[TASK INSTRUCTIONS]
Copy out, exactly as written, only the line containing "long stone wall." and the lines after it through the end of the records.

[RECORDS PROVIDED]
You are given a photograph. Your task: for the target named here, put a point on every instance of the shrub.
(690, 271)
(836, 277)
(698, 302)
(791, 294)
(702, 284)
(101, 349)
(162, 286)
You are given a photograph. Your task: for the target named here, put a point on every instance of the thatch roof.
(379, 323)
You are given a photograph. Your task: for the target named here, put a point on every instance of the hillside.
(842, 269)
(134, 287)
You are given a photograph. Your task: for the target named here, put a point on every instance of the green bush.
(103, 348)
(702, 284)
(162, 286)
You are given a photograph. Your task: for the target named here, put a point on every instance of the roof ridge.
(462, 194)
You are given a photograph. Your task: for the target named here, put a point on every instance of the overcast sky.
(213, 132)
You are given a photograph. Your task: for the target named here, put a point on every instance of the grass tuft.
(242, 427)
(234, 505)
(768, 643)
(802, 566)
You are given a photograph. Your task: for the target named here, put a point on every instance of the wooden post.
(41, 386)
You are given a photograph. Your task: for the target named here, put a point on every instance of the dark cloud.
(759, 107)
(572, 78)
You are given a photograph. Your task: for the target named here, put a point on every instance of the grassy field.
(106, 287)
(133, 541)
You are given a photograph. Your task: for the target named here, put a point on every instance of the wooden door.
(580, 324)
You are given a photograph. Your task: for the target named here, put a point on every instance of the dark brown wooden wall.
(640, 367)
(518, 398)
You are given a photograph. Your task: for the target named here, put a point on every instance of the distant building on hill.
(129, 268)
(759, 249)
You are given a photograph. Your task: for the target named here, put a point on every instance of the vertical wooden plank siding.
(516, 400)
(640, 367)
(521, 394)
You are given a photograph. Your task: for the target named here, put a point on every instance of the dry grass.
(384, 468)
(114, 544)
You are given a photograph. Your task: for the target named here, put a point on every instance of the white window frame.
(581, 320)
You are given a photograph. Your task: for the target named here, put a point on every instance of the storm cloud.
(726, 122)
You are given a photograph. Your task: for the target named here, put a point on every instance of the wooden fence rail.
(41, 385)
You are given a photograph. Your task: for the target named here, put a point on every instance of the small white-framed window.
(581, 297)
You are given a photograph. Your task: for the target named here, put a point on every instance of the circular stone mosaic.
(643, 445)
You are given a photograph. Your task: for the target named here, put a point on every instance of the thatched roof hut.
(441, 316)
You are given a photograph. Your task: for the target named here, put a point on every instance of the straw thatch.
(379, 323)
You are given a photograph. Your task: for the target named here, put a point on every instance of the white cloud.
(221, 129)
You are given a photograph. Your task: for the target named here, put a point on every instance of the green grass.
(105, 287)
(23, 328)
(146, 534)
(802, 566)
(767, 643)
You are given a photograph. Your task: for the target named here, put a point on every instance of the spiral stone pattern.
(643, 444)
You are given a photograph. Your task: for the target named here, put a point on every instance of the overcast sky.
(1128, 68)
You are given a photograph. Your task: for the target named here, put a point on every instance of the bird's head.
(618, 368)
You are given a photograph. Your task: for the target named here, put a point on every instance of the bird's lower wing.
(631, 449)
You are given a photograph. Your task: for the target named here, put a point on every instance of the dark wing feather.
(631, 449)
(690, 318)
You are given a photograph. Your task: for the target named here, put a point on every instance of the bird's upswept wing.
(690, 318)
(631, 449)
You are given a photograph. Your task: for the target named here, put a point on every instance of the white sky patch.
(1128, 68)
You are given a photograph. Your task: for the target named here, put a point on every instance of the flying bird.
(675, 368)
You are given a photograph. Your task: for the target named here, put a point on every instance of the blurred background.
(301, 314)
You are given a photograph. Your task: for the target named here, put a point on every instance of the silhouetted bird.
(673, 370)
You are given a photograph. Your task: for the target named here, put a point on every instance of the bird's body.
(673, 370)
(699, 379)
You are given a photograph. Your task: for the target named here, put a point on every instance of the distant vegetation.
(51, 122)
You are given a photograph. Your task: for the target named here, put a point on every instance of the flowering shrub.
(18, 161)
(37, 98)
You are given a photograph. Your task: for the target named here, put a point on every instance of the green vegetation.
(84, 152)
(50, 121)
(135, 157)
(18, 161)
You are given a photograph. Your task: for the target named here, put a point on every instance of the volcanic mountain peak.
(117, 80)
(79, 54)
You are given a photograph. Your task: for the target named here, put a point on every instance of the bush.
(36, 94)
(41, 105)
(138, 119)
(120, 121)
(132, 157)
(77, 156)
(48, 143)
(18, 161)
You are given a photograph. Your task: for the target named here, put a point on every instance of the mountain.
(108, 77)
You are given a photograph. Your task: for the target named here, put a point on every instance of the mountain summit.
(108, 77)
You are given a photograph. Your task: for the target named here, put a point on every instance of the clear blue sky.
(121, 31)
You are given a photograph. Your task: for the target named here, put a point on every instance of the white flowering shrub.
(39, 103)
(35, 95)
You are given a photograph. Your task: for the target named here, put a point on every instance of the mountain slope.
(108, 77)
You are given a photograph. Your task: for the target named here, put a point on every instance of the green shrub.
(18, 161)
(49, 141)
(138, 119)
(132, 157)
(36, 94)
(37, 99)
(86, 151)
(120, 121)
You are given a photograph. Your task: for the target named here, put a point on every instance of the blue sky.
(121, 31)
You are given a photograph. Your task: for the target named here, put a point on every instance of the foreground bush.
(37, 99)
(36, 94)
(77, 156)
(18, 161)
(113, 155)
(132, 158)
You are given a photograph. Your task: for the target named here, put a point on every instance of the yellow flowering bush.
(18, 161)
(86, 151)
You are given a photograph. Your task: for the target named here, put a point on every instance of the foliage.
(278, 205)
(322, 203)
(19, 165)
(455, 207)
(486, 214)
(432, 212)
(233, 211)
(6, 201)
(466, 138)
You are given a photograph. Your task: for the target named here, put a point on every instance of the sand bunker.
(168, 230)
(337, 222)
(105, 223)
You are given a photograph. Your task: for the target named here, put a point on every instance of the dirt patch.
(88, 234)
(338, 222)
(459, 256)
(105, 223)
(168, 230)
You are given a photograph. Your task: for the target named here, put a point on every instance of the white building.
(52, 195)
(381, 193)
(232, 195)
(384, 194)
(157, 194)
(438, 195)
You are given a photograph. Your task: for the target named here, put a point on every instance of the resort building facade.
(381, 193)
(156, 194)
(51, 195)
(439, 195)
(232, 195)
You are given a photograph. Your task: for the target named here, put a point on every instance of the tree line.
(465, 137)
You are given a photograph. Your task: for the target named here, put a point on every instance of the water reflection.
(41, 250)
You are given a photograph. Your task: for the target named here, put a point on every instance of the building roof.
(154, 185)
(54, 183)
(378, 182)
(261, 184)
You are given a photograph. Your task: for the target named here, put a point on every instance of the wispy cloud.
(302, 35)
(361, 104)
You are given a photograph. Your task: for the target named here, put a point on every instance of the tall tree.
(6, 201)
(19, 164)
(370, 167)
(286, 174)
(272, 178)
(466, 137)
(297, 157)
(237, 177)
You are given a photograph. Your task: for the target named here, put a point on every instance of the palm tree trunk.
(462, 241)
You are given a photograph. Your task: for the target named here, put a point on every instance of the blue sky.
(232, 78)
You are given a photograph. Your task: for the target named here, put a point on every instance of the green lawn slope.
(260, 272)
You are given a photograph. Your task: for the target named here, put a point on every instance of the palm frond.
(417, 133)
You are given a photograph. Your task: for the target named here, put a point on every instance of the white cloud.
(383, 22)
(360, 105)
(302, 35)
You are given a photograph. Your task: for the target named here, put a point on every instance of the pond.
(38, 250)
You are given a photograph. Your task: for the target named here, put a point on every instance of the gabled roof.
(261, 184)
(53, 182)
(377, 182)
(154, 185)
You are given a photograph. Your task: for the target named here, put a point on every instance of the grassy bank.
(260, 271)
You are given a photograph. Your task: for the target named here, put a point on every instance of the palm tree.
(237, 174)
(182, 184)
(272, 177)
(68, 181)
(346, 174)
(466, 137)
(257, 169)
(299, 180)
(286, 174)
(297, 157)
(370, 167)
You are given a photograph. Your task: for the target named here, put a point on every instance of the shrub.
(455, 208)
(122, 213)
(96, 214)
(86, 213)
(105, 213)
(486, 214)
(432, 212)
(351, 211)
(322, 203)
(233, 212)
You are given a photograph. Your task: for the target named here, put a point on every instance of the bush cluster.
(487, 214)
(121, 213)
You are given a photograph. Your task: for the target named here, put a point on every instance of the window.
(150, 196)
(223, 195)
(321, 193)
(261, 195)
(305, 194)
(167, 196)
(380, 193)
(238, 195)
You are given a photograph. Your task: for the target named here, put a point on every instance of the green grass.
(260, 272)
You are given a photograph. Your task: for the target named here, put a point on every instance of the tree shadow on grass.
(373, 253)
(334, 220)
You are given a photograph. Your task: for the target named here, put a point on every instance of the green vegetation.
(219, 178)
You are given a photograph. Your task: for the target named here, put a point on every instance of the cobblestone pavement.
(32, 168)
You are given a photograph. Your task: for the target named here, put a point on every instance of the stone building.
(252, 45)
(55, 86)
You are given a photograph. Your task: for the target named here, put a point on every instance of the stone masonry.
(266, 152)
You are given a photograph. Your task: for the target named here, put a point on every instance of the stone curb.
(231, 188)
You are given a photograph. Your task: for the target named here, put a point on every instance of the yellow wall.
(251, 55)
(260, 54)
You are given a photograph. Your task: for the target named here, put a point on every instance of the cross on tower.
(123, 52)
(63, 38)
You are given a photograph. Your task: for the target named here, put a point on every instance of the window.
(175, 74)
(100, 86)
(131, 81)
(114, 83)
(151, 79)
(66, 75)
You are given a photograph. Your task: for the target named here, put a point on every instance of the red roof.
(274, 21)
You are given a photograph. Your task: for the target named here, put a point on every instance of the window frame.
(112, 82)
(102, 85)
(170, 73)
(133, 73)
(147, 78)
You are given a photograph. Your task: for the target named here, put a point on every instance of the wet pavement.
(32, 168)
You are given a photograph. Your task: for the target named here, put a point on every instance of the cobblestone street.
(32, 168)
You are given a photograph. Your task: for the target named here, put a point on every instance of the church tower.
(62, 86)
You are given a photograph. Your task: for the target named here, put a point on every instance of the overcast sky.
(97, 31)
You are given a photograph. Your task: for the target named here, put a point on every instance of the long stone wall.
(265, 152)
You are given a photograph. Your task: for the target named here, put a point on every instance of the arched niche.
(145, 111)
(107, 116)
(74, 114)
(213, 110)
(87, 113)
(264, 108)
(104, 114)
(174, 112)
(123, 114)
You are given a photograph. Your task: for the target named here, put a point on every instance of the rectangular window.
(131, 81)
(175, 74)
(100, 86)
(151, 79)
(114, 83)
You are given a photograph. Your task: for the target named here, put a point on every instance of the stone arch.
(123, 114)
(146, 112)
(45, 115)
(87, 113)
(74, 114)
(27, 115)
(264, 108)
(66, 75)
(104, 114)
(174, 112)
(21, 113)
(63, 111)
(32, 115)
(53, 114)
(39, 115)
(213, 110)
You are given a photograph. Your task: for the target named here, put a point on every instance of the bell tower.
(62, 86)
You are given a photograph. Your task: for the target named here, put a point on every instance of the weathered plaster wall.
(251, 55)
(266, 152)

[SOLUTION TO THIS EXERCISE]
You are given a photograph. Your task: for the target named here, put a point on every instance of the long stone wall.
(265, 152)
You are given a photograph. Your task: for the target named here, put a point on every instance of the arched niche.
(145, 111)
(107, 116)
(74, 114)
(213, 110)
(87, 113)
(264, 108)
(104, 114)
(174, 112)
(123, 114)
You are given a photograph. Your task: for the target named here, put a point on every instance of the rectangular window.
(131, 81)
(175, 74)
(100, 86)
(151, 79)
(114, 83)
You are given a photograph. Your task: for the target named here, put a point on every instance of the stone arch.
(123, 114)
(146, 112)
(45, 115)
(87, 113)
(74, 114)
(27, 115)
(264, 108)
(66, 75)
(104, 114)
(174, 112)
(21, 113)
(63, 111)
(32, 115)
(53, 114)
(39, 115)
(213, 110)
You are given a photograph. Your task: for the target named here, put a point on every instance of the bell tower.
(62, 86)
You are given a photograph. Your task: for the target named here, put a point on every instance of the weathered plaster wall.
(251, 55)
(266, 152)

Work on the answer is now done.